(The exercise) Write a continuation of the introduction to the collection of North American natural history quotations, picking up after its final sentence.

(Source)
--------------------------------------------------

Gathered together here are hundreds of quotations, all of them in one way or another, relating to the natural history of North America and to its environment.

The subject matter is as diverse as the American continent and the plant and animal life that is native to it.

There are many distinctive and individual viewpoints presented in this conclave of minds. Together, they span Western man's experience in North America. A few pre-date that. Dealing with large themes as they invariably do, it seems logical that there would be a diversity of thoughts and impressions. Thus, there are paeans of praise and adulation over the wonders of nature, but they are matched and counterbalanced by cool appraisals and scientific objectivity. Included too are a few entries that express human indifference, cruelty, and greed in regard to the natural world.

While collecting this material, I discovered writers who are relatively new to the scene and I rediscovered a number of old favorites.

Some of the books from which these quotations have been gathered have nourished and enriched my mind for many years. Works by Henry David Thoreau, Aldo Leopold, Henry Beston, Loren Eiseley, Hal Borland, Joseph Wood Krutch, Peter Matthiessen, and Donald Culross Peattie come quickly to mind.

In recent years, I have grown fond of some of the things Edward Abbey wrote and, of course, like everybody else, I swear by Annie Dillard's Pilgrim at Tinker's Creek. Along the way, I've also rediscovered the early environmental warnings and poignant prose of writers like John Burroughs, W. H. Hudson, Joseph Wood Krutch, and John Muir, to name a few.

Equally rewarding, I encountered a host of new writers, people-almost to a man or a woman-captivated not only by the grandeur of the American environment and its inhabitants, but intently mindful of its least members. Their names are too numerous to mention but you will find them all in the pages that follow.

--------------------------------------------------

(Information provided)
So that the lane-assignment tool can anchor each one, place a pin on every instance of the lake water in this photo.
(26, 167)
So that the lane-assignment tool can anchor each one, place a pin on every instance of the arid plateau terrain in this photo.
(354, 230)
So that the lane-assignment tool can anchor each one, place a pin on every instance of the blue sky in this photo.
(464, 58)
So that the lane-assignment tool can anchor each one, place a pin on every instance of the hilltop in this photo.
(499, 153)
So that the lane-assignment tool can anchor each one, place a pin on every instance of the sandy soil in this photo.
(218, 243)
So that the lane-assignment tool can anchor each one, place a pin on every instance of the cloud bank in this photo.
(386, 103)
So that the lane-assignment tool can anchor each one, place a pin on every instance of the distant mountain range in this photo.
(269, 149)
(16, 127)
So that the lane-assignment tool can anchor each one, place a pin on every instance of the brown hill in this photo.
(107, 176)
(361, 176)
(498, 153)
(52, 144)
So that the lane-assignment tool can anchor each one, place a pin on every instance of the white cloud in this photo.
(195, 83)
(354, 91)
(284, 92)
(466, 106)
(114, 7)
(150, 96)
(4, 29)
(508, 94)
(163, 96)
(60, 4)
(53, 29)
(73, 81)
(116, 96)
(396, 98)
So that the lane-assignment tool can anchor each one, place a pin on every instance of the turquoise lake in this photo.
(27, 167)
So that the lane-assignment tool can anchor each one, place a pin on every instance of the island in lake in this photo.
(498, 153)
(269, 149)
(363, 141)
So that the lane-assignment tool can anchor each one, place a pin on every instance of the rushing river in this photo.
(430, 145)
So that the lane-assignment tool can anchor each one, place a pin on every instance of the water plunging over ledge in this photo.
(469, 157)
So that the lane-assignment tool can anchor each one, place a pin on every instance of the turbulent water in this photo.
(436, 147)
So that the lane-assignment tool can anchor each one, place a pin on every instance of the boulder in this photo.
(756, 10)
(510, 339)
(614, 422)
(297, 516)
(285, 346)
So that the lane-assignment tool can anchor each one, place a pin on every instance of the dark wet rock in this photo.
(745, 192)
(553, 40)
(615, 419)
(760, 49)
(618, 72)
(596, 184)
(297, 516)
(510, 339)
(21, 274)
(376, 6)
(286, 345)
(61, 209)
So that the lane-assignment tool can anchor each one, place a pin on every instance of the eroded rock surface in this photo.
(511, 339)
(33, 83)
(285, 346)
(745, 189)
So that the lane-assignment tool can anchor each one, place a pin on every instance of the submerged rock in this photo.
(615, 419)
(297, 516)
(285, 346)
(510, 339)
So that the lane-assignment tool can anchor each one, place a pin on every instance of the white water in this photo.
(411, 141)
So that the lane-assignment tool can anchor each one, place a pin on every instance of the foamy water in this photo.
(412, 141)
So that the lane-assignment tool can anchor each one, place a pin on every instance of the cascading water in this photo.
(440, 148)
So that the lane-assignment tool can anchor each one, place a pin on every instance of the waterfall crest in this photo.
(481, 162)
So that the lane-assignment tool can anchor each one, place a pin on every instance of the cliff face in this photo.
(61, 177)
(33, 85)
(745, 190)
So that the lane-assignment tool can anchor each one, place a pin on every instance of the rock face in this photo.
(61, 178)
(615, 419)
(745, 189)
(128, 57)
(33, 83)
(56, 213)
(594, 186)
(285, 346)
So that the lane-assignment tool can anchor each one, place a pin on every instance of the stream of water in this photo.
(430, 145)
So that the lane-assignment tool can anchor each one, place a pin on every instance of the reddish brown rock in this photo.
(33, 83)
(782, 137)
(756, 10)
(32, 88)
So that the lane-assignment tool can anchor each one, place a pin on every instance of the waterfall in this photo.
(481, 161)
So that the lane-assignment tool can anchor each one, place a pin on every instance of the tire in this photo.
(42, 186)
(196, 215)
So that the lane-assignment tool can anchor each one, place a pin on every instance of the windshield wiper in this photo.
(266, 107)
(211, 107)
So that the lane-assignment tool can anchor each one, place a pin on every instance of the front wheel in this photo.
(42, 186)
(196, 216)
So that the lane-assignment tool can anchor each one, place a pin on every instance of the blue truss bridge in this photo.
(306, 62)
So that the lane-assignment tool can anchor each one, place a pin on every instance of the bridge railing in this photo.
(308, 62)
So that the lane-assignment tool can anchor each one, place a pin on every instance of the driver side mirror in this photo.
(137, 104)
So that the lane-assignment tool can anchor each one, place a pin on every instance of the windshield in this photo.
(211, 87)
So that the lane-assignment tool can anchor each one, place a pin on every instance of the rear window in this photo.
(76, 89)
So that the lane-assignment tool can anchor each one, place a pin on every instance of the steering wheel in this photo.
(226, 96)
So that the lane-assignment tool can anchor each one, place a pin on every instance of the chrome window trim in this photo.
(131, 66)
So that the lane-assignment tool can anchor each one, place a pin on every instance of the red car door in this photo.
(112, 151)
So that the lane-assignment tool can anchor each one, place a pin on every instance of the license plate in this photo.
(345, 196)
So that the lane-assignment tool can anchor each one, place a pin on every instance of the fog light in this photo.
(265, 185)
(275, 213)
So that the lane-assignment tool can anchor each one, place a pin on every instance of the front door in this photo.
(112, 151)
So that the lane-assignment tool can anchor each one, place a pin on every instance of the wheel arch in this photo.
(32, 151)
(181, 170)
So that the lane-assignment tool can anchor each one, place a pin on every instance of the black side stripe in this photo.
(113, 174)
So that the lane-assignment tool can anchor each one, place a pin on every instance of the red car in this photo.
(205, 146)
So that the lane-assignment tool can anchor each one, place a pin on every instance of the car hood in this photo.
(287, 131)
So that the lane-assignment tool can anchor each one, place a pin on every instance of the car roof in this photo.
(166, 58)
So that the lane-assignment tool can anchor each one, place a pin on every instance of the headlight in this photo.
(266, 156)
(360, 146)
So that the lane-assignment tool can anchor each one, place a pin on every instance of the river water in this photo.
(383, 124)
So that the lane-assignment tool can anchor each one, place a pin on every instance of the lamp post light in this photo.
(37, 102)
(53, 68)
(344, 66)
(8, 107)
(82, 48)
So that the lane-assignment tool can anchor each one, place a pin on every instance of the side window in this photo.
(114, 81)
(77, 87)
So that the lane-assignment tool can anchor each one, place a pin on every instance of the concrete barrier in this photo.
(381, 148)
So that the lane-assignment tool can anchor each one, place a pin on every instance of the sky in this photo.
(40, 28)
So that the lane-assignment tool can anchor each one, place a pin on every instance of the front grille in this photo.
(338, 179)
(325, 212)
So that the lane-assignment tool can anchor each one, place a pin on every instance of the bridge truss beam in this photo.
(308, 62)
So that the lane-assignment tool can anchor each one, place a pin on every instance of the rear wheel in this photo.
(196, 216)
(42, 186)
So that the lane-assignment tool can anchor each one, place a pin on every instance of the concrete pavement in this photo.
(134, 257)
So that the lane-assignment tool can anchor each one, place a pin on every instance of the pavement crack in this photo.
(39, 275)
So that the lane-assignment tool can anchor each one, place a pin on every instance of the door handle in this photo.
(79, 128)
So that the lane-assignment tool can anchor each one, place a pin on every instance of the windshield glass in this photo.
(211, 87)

--------------------------------------------------

(Task result)
Many of the selections deal with ecological and environmental problems, others touch on various phases of American natural history. More than a few quotations were included for the sheer elegance of the prose.

Geographically, the material ranges from Maine to Florida to Texas and up across the Great Plains, and beyond to the West Coast, then north to Alaska and across the sweep of Canada. There are a few excursions south, beyond the Rio Grande and the Gulf of Mexico into the neotropics.

Although most of the authors' works included here were published after World War II there is, nevertheless, a reaching back to see what some of the brilliant minds of the nineteenth and early twentieth centuries had to say about nature. And a few entries are from even earlier times.

Some inclusions are distressing to read, but they illustrate the days of unregulated exploitation when market hunters and unprincipled "sportsmen" wiped out or came close to annihilating many of our native species of birds and animals. More often than not, the quotes recall how abundant some of these species once were.

No effort has been made to include skeptics of the environmental movement, or of those politicians and their cronies who kowtow to the very people who are defiling and contaminating the world.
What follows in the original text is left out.